## [WHAT THIS EXERCISE ASKS]
a: Answer these questions using the Power BI scroll tutorial:
(i) What determines the size of each square in the tree map?
(ii) Which data field is dragged into the first slicer?
(iii) In what unit does the scroll tracker script measure the time between scroll points?
b: List every line in the Power BI scroll tutorial that begins with "Power BI -".
c: In the Power BI scroll tutorial, reproduce everything from "Create a device slicer" down to "page as well.".
Start SELECTED EXTRACT
And voila! A tree map of your site’s pages. The size of the square is determined by the total number of scroll interactions on that page.

Power BI - tree map

Now this is where things start to get interesting. If you click a page on the tree map, the funnel visual will show the scroll metrics for only the selected page. This is where you can start to explore your scroll data on a page-by-page basis.

Power BI - tree map filtered

Create a device slicer

This next visual will allow you to slice your report by device type. Click the slicer icon from the Visualizations panel.

Power BI - visual - slicer

Drag the field Device Type. This visual has only one configurable option, so that’s it. You can now constrain your report by device type.

Power BI - slicer - device type

Create a source / medium slicer.

Create a slicer for source/medium. This is going to allow us to filter our report by traffic source. Create another slicer, except this time drag the Source / medium data field into it. No screenshot for this one…I think you get the idea. 🙂 My final report looks like this…I added a couple additional counters to the page as well.

Power BI - scroll dashboard

Wrapping up

This tutorial gives us a very good start with our scroll insights. We can see what pages, device types, and traffic sources are garnering content engagement – and which are under-performing. It’s only a start though. We need to add additional data points to the report. For example, we need a dimension of duration. The scroll tracker script already provides a mechanism to measure the time (in milliseconds) between scroll points. We just need to configure Google Tag Manager to send these values to Google Analytics in a useful way. In a subsequent blog post, I may provide an update to this post on how to get duration into the mix. Without duration, we can’t know if someone scrolled to 100% in a very short time. In that case, even though they reached 100%, they probably didn’t read anything. So we can’t always interpret a 100% scroll as “good” without knowing the duration between scrolls.
End SELECTED EXTRACT
Start DATA LINES
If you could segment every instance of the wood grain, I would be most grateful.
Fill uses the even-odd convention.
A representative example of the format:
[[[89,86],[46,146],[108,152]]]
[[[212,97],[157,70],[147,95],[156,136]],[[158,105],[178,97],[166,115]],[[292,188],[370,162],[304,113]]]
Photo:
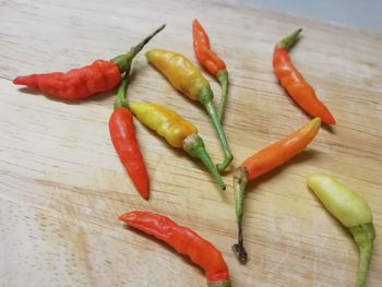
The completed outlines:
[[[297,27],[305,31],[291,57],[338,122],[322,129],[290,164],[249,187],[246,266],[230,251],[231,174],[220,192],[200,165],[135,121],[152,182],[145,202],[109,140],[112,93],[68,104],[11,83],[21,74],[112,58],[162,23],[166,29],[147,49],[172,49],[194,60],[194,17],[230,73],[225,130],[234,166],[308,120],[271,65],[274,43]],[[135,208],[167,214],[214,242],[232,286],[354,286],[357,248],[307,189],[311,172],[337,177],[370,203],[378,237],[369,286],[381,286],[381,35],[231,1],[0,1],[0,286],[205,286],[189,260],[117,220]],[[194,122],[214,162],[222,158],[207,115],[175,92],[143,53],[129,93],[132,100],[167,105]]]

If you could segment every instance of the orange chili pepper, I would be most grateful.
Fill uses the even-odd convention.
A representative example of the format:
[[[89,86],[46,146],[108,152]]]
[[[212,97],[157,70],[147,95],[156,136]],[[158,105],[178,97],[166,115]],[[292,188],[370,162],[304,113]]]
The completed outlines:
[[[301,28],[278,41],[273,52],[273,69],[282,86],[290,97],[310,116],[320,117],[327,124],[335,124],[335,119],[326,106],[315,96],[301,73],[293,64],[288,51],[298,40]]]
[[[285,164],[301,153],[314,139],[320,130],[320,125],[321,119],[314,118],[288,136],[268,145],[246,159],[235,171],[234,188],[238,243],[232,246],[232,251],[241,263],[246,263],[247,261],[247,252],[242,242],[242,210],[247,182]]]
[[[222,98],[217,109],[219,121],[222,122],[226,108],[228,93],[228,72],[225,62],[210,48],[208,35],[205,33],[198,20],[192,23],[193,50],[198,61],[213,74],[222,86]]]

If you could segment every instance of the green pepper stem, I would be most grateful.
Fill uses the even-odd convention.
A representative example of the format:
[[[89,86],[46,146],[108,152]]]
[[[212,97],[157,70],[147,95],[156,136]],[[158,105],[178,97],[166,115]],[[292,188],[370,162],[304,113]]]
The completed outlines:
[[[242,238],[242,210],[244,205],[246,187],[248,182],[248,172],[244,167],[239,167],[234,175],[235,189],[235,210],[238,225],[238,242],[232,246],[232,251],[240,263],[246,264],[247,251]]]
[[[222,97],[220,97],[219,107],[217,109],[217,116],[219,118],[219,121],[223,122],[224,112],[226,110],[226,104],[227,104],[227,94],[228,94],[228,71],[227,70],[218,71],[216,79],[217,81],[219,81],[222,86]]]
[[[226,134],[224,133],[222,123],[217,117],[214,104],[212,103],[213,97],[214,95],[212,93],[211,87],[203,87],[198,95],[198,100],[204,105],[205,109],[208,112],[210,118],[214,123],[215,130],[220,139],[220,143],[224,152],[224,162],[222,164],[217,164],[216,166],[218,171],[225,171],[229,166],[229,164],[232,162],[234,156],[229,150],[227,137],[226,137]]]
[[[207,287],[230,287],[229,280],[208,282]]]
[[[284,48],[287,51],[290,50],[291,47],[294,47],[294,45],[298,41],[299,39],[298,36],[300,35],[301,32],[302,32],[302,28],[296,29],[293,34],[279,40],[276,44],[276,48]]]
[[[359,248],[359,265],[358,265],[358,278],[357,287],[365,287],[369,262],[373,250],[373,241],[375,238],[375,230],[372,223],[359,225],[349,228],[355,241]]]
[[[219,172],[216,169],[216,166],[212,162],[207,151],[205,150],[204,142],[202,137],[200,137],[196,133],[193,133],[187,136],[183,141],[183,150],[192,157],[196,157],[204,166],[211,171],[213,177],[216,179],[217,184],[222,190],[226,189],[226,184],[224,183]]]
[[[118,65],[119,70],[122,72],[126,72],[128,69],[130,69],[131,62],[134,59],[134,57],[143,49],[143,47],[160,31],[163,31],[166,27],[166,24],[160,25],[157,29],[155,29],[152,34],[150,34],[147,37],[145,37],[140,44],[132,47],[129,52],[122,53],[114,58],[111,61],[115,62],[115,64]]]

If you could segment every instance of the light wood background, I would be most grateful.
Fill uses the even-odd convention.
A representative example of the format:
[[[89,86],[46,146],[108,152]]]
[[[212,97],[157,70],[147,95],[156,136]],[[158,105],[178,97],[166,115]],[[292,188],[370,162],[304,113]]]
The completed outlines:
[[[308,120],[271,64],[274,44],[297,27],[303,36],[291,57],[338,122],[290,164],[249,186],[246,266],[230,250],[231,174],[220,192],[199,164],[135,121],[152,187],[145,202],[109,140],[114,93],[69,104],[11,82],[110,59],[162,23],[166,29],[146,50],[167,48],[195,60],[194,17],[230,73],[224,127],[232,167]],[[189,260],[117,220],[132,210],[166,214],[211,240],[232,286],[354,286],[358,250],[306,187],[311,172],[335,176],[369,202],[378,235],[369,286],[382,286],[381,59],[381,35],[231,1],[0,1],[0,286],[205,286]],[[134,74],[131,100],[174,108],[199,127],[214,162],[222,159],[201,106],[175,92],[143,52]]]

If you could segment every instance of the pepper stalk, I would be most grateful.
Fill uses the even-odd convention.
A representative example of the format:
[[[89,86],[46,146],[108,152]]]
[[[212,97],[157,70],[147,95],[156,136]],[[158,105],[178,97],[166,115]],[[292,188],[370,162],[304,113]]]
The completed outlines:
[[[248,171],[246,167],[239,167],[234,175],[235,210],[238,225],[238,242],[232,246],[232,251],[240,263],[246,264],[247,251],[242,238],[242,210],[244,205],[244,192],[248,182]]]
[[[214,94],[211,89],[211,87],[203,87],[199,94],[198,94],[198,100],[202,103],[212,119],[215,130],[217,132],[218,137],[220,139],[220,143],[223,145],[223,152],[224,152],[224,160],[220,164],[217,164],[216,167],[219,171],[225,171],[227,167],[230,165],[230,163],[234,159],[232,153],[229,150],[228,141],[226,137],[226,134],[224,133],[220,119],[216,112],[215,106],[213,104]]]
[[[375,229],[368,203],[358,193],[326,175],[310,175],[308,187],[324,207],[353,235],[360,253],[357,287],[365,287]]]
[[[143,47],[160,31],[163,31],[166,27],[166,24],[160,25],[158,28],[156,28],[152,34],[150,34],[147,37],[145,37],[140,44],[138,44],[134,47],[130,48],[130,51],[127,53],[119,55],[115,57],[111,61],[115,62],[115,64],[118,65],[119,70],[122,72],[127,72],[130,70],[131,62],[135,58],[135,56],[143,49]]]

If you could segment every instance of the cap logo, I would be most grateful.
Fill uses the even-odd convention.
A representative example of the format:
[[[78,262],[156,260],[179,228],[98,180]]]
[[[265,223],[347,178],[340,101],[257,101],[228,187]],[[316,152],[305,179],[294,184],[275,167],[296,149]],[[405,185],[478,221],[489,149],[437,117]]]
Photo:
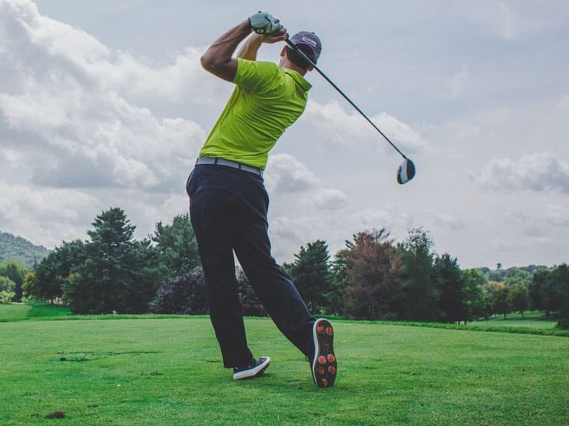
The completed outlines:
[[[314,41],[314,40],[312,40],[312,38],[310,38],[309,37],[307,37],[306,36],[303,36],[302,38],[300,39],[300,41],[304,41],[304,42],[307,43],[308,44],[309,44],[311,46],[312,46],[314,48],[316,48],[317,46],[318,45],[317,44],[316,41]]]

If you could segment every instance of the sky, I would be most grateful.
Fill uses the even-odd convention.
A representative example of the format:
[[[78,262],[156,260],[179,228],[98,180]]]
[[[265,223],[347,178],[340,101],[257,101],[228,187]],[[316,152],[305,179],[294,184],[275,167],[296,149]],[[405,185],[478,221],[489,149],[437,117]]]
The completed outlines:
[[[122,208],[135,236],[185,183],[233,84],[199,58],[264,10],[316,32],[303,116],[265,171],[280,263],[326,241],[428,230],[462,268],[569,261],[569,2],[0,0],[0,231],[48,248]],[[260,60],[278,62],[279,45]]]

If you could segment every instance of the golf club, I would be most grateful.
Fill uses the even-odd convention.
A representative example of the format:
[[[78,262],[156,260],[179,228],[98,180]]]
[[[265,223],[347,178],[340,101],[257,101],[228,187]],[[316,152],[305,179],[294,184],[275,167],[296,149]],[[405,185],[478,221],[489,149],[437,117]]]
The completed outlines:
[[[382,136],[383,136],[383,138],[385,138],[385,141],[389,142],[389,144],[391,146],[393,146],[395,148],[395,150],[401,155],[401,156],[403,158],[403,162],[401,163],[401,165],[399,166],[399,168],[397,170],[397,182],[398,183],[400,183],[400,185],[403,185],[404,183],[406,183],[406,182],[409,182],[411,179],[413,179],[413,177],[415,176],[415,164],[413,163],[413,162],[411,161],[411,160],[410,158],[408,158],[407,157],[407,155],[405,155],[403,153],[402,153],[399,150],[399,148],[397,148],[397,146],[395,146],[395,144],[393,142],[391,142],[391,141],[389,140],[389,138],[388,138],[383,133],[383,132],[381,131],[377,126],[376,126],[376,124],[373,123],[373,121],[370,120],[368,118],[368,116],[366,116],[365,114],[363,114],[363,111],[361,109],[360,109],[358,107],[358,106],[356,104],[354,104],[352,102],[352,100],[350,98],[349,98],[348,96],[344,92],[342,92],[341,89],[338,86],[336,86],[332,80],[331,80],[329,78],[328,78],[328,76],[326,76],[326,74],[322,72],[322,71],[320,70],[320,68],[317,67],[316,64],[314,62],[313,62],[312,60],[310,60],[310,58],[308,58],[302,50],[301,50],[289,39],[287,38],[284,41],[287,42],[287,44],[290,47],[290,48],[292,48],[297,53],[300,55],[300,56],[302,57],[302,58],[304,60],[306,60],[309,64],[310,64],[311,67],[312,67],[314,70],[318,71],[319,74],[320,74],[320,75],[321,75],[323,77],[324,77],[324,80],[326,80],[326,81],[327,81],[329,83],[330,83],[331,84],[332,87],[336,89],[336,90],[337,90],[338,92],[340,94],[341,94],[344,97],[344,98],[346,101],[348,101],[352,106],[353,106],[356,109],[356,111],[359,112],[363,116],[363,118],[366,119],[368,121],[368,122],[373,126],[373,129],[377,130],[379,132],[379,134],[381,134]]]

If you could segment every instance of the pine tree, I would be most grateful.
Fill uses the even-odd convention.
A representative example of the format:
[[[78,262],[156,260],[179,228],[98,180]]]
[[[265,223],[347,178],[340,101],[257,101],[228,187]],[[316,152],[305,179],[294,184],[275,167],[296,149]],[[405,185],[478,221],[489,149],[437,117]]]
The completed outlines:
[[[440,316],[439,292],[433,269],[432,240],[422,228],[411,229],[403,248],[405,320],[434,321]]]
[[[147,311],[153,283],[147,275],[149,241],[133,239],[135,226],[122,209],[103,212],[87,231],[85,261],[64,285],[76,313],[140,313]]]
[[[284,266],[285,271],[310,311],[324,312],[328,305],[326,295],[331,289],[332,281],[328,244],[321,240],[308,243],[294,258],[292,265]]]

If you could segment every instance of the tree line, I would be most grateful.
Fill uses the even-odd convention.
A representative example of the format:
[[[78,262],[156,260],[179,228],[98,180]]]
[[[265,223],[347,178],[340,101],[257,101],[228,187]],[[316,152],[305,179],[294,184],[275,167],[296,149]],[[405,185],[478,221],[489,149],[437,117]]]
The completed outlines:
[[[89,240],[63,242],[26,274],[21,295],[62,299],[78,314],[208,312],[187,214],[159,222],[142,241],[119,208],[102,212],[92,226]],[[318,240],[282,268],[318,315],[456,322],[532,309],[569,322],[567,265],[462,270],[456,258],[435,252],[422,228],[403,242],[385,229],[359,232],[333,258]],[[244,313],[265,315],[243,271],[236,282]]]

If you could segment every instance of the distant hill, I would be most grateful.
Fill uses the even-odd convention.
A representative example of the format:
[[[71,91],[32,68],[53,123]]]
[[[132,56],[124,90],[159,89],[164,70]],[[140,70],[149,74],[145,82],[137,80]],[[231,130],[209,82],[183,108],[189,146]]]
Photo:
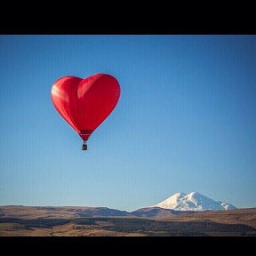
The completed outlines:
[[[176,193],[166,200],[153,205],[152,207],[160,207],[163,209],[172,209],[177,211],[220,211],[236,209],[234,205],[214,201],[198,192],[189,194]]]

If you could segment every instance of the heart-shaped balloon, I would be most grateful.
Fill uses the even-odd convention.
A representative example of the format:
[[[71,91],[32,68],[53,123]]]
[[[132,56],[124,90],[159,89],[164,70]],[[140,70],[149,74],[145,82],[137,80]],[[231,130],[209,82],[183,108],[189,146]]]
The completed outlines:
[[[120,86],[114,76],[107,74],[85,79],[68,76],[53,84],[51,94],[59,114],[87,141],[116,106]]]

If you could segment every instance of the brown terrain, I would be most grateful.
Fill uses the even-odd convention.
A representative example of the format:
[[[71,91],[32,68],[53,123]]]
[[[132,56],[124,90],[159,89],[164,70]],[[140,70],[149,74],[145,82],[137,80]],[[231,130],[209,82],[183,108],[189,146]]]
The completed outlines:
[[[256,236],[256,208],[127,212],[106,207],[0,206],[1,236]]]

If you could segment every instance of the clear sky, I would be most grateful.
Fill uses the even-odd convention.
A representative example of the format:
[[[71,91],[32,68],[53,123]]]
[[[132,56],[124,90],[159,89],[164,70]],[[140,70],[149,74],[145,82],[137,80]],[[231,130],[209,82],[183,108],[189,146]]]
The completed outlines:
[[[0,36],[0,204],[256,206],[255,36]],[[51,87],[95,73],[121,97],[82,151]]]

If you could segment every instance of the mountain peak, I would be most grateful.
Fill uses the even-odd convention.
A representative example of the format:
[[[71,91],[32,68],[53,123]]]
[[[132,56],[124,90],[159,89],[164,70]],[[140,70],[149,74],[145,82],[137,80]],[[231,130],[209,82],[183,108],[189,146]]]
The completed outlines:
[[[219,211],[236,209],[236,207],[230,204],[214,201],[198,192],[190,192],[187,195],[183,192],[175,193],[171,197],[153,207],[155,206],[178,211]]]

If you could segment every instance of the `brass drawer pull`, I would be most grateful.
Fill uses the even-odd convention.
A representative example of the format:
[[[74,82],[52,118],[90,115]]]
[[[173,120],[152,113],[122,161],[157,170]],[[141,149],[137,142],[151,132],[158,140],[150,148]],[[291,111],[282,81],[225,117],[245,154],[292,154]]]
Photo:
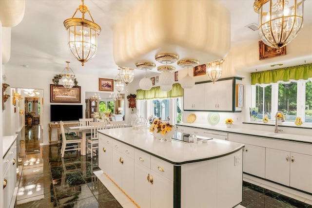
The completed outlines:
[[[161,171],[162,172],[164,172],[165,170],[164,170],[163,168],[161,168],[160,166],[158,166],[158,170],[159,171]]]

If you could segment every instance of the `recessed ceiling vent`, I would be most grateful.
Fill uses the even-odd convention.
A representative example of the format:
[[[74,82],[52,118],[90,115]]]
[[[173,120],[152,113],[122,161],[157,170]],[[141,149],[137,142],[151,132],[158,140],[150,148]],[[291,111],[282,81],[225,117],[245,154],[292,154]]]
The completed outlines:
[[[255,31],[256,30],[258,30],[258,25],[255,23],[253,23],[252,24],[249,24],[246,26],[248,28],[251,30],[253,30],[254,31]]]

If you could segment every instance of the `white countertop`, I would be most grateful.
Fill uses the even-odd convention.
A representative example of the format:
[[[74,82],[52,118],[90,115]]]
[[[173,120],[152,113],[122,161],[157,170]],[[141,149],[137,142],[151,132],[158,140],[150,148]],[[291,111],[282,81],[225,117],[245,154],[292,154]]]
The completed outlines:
End DATA LINES
## [ANSWERS TO THE EXERCISE]
a:
(i) The total number of scroll interactions on that page.
(ii) Device Type.
(iii) Milliseconds.

b:
Power BI - tree map
Power BI - tree map filtered
Power BI - visual - slicer
Power BI - slicer - device type
Power BI - scroll dashboard

c:
Create a device slicer

This next visual will allow you to slice your report by device type. Click the slicer icon from the Visualizations panel.

Power BI - visual - slicer

Drag the field Device Type. This visual has only one configurable option, so that’s it. You can now constrain your report by device type.

Power BI - slicer - device type

Create a source / medium slicer.

Create a slicer for source/medium. This is going to allow us to filter our report by traffic source. Create another slicer, except this time drag the Source / medium data field into it. No screenshot for this one…I think you get the idea. 🙂 My final report looks like this…I added a couple additional counters to the page as well.